Task to carry out >>
From the data below, return only the lines from the one with "For the spiny leaf" through the one with "Task: pointing. Mark each instance of the wood finished", exact and inclusive, with pictures left out.

Exercise data >>
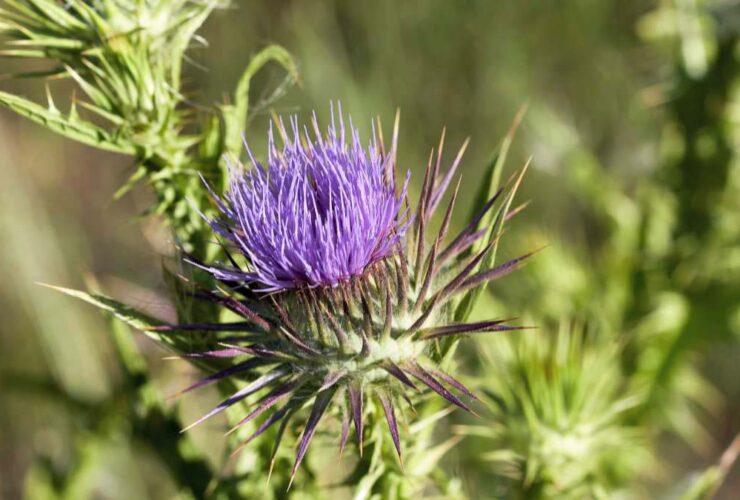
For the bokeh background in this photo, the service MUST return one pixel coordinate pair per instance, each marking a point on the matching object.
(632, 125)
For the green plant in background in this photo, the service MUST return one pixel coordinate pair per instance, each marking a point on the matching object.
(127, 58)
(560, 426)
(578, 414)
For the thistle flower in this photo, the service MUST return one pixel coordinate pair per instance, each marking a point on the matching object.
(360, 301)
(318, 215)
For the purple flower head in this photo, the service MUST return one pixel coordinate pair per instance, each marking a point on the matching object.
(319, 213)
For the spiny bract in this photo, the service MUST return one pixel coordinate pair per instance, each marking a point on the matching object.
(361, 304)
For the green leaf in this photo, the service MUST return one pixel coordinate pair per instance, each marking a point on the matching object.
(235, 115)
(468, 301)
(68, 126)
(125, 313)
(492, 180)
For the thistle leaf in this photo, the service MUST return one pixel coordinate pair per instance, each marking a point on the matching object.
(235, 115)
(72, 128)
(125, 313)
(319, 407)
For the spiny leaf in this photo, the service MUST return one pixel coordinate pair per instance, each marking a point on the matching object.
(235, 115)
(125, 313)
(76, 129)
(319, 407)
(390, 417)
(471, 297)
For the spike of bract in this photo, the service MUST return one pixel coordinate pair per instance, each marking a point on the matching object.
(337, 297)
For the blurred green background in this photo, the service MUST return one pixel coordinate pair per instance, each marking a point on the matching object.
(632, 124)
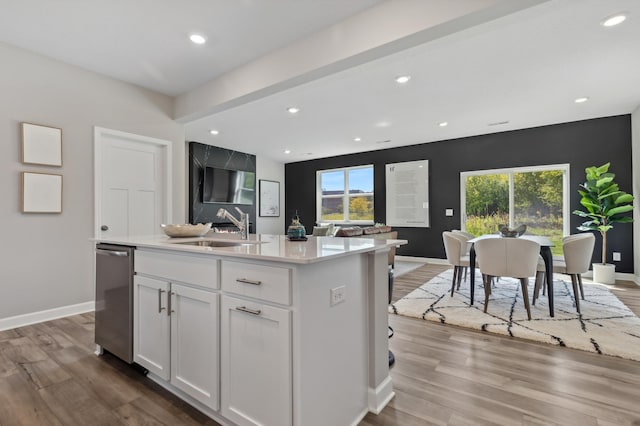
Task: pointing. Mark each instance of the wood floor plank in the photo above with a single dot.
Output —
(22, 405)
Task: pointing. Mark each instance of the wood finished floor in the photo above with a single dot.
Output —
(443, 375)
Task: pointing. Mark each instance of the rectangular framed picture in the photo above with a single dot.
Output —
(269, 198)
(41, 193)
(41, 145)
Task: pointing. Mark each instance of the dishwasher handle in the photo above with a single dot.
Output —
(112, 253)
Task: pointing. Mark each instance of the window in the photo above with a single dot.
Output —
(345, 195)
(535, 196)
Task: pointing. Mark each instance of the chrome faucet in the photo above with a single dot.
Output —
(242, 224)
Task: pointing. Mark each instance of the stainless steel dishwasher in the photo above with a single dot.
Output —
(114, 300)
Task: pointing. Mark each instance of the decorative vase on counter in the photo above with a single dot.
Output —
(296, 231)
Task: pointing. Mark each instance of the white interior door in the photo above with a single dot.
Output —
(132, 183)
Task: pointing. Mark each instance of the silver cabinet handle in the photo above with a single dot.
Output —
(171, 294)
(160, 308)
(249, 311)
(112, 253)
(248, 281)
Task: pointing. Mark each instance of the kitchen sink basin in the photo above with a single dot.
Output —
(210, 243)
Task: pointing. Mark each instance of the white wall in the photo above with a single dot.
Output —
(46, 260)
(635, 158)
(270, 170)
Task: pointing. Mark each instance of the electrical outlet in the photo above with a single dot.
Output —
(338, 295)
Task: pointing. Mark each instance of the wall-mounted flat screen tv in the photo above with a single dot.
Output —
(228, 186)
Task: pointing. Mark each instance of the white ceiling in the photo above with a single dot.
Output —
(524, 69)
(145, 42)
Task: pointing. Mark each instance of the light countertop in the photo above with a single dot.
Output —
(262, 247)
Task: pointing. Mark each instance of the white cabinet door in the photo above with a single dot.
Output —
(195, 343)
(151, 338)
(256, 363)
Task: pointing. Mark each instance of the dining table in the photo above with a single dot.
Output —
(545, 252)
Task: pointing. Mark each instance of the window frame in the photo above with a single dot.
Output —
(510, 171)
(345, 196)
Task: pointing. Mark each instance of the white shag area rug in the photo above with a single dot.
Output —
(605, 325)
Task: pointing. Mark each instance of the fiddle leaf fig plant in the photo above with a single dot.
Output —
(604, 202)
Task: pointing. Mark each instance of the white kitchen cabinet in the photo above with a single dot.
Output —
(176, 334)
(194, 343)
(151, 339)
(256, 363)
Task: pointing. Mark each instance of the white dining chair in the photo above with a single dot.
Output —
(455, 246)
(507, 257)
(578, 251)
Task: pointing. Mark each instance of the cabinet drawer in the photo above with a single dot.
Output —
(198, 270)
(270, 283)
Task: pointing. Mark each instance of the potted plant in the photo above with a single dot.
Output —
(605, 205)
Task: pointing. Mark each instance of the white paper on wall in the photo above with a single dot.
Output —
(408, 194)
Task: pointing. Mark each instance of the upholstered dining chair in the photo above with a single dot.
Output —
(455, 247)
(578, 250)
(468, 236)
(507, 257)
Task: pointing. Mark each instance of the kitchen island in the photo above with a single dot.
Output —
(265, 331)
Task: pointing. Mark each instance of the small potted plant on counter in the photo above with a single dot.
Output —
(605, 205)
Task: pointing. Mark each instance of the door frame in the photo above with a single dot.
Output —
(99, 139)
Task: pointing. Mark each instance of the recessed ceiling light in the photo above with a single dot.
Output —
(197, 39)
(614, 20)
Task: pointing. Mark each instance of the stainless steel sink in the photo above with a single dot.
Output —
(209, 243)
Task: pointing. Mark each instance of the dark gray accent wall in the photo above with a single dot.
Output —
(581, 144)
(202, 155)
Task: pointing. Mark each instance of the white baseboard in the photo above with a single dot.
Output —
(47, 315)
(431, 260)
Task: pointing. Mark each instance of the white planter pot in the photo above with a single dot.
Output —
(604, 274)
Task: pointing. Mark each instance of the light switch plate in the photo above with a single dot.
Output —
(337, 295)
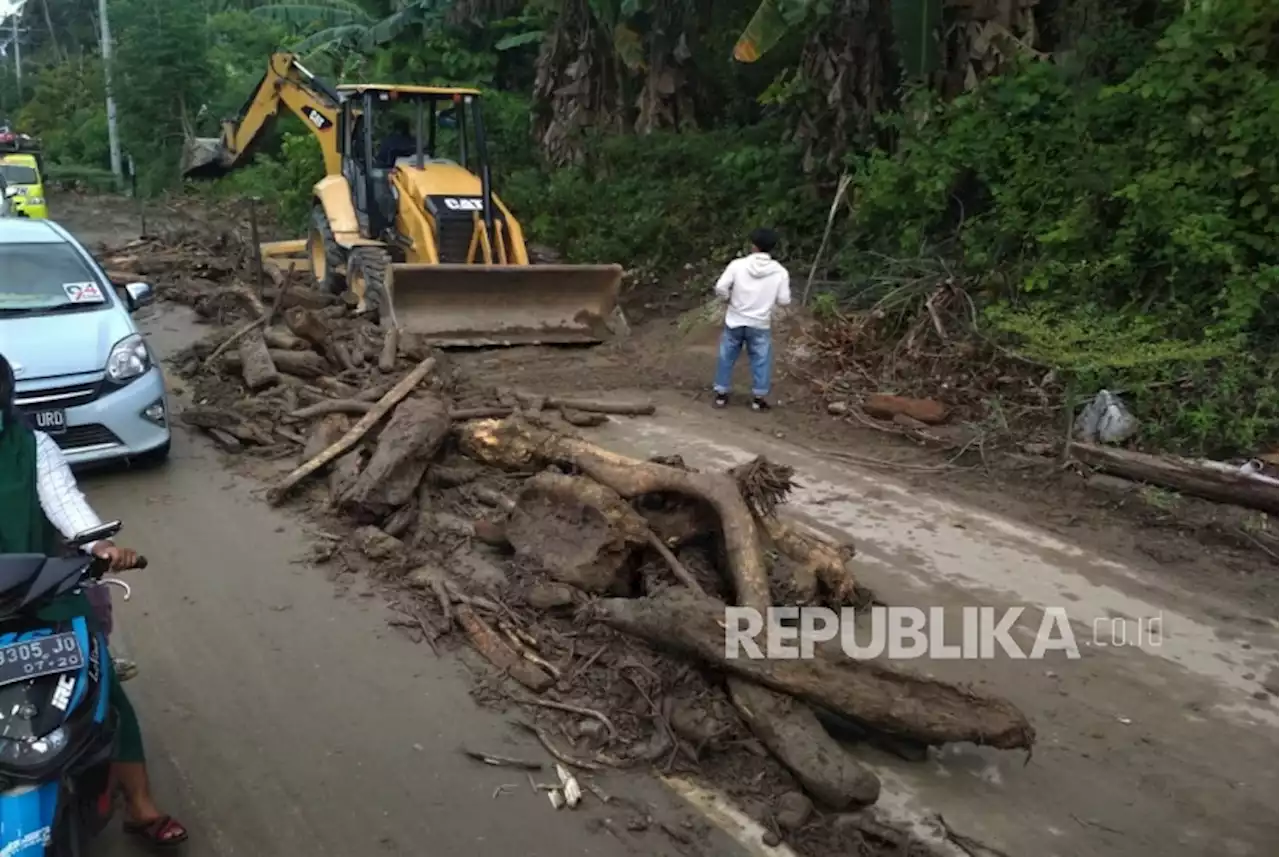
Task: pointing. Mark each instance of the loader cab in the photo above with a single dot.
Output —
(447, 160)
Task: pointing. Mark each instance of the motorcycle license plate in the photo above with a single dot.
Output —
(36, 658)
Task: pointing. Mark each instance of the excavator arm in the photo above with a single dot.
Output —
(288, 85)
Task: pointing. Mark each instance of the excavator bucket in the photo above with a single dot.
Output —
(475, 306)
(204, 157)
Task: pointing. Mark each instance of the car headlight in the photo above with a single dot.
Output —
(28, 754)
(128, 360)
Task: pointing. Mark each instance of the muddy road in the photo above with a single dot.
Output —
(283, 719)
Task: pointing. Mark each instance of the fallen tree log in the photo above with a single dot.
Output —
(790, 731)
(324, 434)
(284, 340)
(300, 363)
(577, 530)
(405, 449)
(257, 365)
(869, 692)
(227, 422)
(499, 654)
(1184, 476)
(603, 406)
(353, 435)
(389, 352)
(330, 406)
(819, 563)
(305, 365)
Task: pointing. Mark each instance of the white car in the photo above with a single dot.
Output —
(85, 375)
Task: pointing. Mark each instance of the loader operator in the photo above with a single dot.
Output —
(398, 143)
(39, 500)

Your solution >>
For the spiny leaf in this photo, the service MUST return one pixel coordinate pair per instance, each marking a point on the matching object.
(235, 115)
(125, 313)
(76, 129)
(319, 407)
(390, 417)
(471, 297)
For the spike of bract in this photo, the service MUST return one pixel coordinate pair per instance, each marking a point on the matching object.
(337, 297)
For the blurred green background in this photo, the service MUST return one pixel coordinate pair per instance, each marking a point on the matching object.
(632, 124)
Task: pointing. Mark each instance of the wood floor plank in the photo above with a single dot.
Output —
(22, 405)
Task: pointing. Mark each instance of the wood finished floor in the photo above with a single dot.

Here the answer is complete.